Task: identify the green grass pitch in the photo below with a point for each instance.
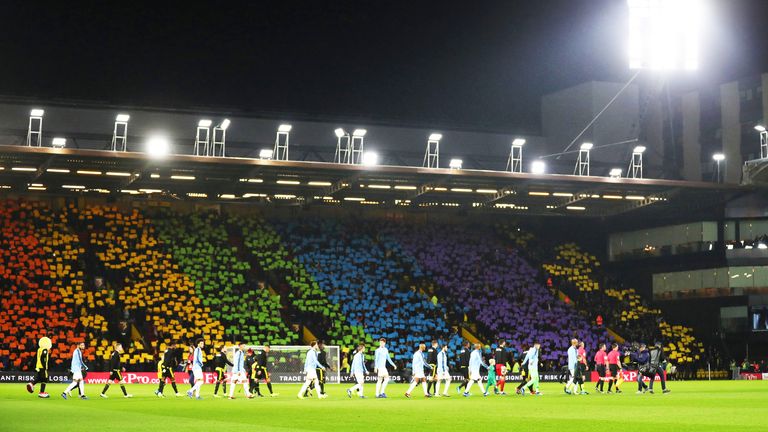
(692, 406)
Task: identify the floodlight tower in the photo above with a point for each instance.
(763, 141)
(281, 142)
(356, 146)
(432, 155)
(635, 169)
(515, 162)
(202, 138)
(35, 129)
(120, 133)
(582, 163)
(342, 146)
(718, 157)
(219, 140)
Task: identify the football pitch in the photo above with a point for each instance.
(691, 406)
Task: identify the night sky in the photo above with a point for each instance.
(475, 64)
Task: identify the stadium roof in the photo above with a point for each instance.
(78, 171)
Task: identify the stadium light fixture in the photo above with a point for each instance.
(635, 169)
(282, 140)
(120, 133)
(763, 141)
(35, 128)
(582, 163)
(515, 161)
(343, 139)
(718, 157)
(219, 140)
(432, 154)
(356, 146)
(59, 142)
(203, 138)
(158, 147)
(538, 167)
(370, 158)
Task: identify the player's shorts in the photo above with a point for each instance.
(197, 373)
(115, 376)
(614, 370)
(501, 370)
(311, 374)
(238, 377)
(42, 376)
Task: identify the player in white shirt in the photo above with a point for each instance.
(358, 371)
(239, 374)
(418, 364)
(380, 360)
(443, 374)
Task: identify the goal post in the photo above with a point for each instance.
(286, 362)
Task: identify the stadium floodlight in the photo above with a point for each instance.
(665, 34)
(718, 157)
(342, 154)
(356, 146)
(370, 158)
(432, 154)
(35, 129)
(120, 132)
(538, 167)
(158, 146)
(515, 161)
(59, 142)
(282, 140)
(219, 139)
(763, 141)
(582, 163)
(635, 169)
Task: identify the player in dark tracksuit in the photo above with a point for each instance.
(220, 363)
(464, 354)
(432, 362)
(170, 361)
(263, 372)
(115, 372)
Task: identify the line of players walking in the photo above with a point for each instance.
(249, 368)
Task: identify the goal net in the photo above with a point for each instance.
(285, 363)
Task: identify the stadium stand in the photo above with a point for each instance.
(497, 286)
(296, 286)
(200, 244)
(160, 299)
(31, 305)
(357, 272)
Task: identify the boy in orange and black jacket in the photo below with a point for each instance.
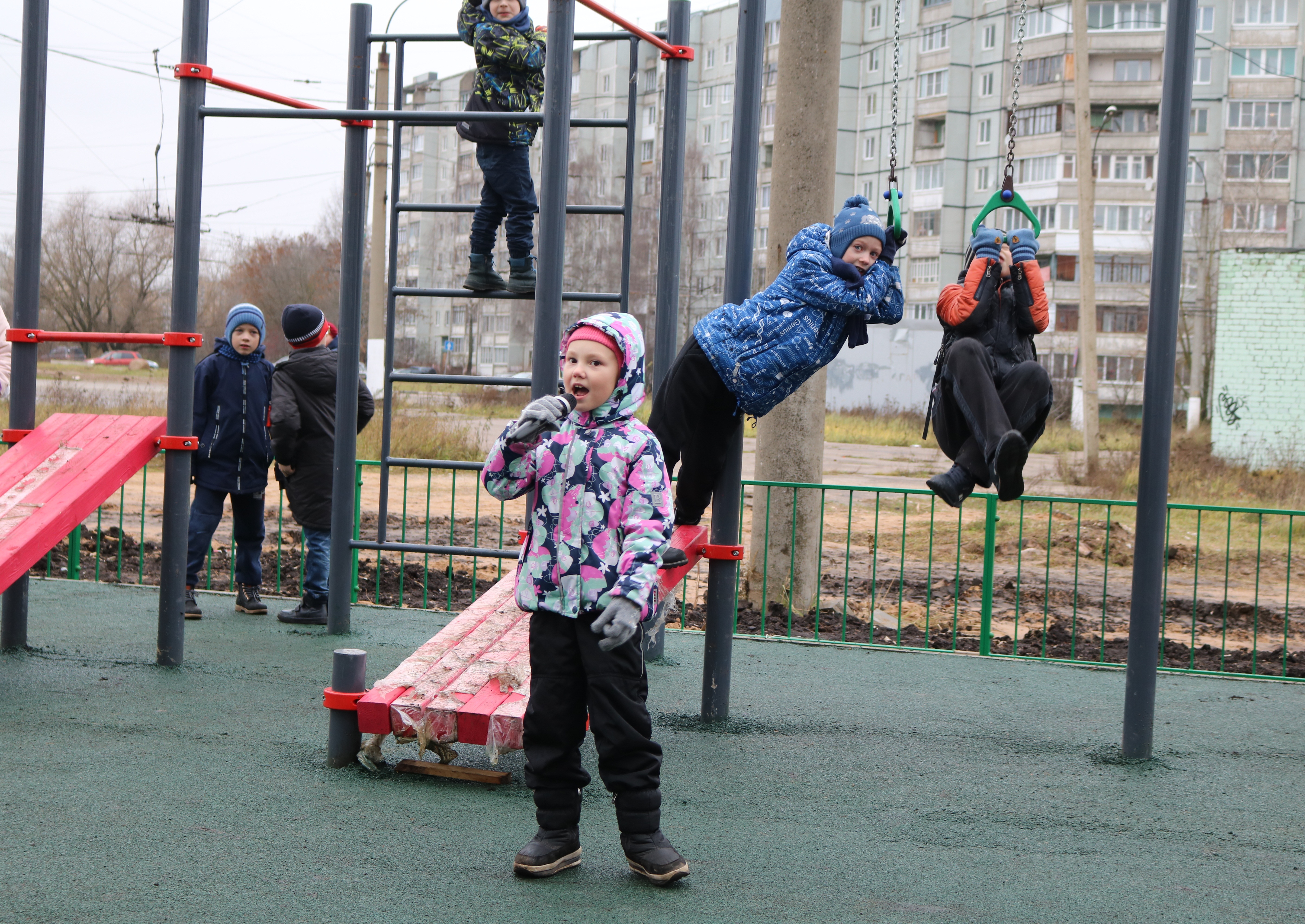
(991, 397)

========================================================================

Copy the entire listing above word for word, leaving out the pictures.

→ TASK ANSWER
Task: identify the green grass pitch in the photo below with a point for each instance.
(692, 406)
Task: identify the floodlight tower in the photo above with a point for each instance.
(763, 141)
(281, 142)
(356, 146)
(432, 155)
(635, 169)
(515, 162)
(202, 138)
(35, 129)
(120, 133)
(582, 163)
(342, 146)
(718, 157)
(219, 140)
Task: identify the football pitch in the photo above with a point for each instance.
(691, 406)
Task: identify the night sky in the photo above with a point for each instance.
(475, 64)
Task: identify the stadium roof in the photo above with a point for each instance.
(78, 171)
Task: identify the stadium light fixture in the photo above with a point for each instance.
(635, 169)
(282, 140)
(120, 133)
(763, 141)
(35, 128)
(582, 163)
(515, 161)
(343, 139)
(718, 157)
(219, 140)
(432, 154)
(356, 146)
(59, 142)
(203, 138)
(158, 147)
(538, 167)
(370, 158)
Task: identify the player's shorts in the photo above with a point for each instance.
(197, 373)
(115, 376)
(614, 370)
(501, 370)
(311, 374)
(238, 377)
(42, 376)
Task: identify the player in white shirt in the photo above with a point for each instance.
(358, 371)
(239, 374)
(418, 364)
(380, 360)
(443, 374)
Task: identify the goal post in the photo above with a point for each instance.
(286, 362)
Task: identify the stadium floodlight in the photo above with a point for each instance.
(665, 34)
(718, 157)
(342, 154)
(356, 146)
(370, 158)
(432, 154)
(35, 129)
(120, 132)
(538, 167)
(158, 146)
(515, 161)
(59, 142)
(282, 140)
(219, 139)
(763, 141)
(582, 163)
(635, 169)
Task: identify the player in dark tracksuit in the photo above with a point for each instance.
(220, 363)
(464, 354)
(432, 362)
(170, 361)
(263, 372)
(115, 372)
Task: identify the line of players walking in the photo above with a point for each instance.
(249, 368)
Task: identify the goal net in the photo above with a point for each instance.
(285, 363)
Task: identify the stadium stand in the photo above with a point for each instance.
(497, 286)
(296, 286)
(200, 244)
(160, 299)
(31, 305)
(357, 272)
Task: identify the boy in orange and black jacket in the photo below with a point for each instance.
(991, 397)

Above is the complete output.